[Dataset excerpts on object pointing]
— BEGIN —

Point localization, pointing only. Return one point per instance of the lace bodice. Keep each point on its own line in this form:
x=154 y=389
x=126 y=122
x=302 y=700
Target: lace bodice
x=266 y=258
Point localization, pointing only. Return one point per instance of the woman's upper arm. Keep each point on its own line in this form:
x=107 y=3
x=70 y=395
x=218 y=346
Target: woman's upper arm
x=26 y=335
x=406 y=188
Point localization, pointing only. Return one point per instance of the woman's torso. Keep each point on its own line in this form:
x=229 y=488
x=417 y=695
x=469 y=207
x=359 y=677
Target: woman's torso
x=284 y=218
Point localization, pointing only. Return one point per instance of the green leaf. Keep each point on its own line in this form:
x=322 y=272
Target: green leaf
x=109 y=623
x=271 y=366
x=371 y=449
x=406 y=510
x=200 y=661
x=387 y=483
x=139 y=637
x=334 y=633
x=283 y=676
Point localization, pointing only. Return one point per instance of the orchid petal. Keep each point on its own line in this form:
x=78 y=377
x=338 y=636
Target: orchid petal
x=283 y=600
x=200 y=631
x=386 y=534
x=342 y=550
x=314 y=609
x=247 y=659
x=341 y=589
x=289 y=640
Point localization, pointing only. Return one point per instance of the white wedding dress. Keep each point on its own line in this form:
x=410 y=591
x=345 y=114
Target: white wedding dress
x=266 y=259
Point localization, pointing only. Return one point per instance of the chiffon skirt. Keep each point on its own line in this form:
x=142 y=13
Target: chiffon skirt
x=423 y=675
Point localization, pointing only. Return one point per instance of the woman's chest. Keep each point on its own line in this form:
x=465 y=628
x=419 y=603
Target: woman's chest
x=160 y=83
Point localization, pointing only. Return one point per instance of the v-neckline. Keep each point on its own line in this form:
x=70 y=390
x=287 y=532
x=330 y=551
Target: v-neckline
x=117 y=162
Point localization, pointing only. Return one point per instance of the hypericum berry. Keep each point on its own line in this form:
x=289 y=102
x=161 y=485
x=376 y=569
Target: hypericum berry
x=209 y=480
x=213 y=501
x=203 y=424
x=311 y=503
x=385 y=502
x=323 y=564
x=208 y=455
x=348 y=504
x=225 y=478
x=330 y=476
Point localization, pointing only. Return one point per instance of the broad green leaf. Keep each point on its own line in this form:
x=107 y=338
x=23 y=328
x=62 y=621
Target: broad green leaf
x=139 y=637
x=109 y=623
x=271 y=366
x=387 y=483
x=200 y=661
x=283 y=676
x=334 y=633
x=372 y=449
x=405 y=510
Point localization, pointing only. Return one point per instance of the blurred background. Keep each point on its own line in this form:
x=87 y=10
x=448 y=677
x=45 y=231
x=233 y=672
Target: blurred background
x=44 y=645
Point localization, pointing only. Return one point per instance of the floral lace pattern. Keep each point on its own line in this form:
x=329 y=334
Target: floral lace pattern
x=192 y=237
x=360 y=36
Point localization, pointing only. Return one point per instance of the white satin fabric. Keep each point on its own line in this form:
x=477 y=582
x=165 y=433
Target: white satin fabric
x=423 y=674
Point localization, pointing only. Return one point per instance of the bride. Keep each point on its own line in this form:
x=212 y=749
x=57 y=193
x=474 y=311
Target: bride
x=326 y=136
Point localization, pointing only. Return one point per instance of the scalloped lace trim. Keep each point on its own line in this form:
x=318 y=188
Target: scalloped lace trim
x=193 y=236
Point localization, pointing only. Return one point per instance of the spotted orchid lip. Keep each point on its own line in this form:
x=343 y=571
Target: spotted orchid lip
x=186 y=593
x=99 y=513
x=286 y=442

— END —

Extract the complete listing above, reproducing each line exactly.

Point localization, pointing only. Return one point per instance of the lace bodice. Keep each point on its own line in this form:
x=154 y=389
x=126 y=122
x=302 y=700
Target: lace bodice
x=266 y=258
Point localization, pointing only. Return one point per instance of the woman's upper arm. Keep each point on its own line in this form:
x=107 y=3
x=70 y=395
x=218 y=346
Target: woman's upper arm
x=26 y=335
x=406 y=188
Point localization, pointing only. Return one point per instance of the woman's torso. Keep each point on its own line in this form:
x=229 y=488
x=417 y=695
x=469 y=207
x=359 y=677
Target: woman's torso
x=284 y=218
Point localization, pointing only. Return one point per instance of the green leaf. Keep each point on its own line in this form:
x=322 y=272
Target: green leaf
x=109 y=623
x=271 y=366
x=371 y=449
x=406 y=510
x=200 y=661
x=387 y=483
x=139 y=637
x=334 y=633
x=283 y=676
Point localization, pointing only. Return one point per instance of the orchid petal. Keep each point on its own line in this form:
x=78 y=377
x=338 y=636
Target: orchid petal
x=283 y=600
x=200 y=631
x=386 y=534
x=342 y=550
x=314 y=609
x=247 y=659
x=341 y=589
x=289 y=640
Point localization, pointing only. Return one point per instance of the white wedding dress. Keep each point on its own line in this form:
x=410 y=591
x=345 y=114
Target: white wedding dress
x=266 y=259
Point localization, pointing only. Return one point per instance of the chiffon skirt. Keep each point on its own line in this form:
x=142 y=13
Target: chiffon skirt
x=423 y=675
Point localization, pointing only. Return one point per instance of the woman's chest. Keep each point on its own line in this form:
x=465 y=628
x=419 y=603
Target: woman's chest
x=160 y=83
Point localization, pointing only. Return one point per instance of the v-neckline. Keep each point on its own line in this form:
x=70 y=390
x=287 y=532
x=330 y=551
Target: v-neckline
x=117 y=162
Point localization, pointing only. Return one point per instance of the hypericum berry. Keep each point on its own line in this form:
x=289 y=102
x=161 y=485
x=376 y=569
Target: hypericum berry
x=209 y=480
x=213 y=501
x=203 y=424
x=311 y=503
x=385 y=502
x=323 y=564
x=208 y=455
x=348 y=504
x=225 y=478
x=330 y=476
Point localization, pointing only. Return one point per instance of the broad green leaf. Keep each point on its own line in this form:
x=107 y=338
x=23 y=328
x=62 y=621
Target: broad green leaf
x=139 y=637
x=109 y=623
x=271 y=366
x=387 y=483
x=200 y=661
x=283 y=676
x=334 y=633
x=372 y=449
x=405 y=510
Point localization, pointing only. Return one point per instance of the blurred background. Keep each point on its own line in this form:
x=87 y=10
x=448 y=677
x=45 y=231
x=233 y=672
Target: blurred background
x=44 y=645
Point localization, pointing only. Return one point per instance of the floral lace pattern. Keep each point on its own line in this form:
x=329 y=334
Target: floral lace pattern
x=192 y=237
x=360 y=36
Point localization, pointing only. Return one point per instance of the white satin fabric. Keep each point on its own line in this form:
x=477 y=582
x=165 y=433
Target: white satin fabric
x=423 y=674
Point localization, pointing only. Return one point per instance of the bride. Keep each point on its own line in this form:
x=212 y=749
x=57 y=193
x=474 y=311
Target: bride
x=326 y=136
Point localization, pointing only. Return one point per instance of the scalloped lace trim. Keep each point on its own line in this form:
x=318 y=188
Target: scalloped lace trim
x=193 y=236
Point localization, pointing only. Return one point per instance of the spotted orchid lip. Keep each point on its own line in this form:
x=343 y=571
Target: spotted orchid lip
x=186 y=593
x=99 y=513
x=286 y=442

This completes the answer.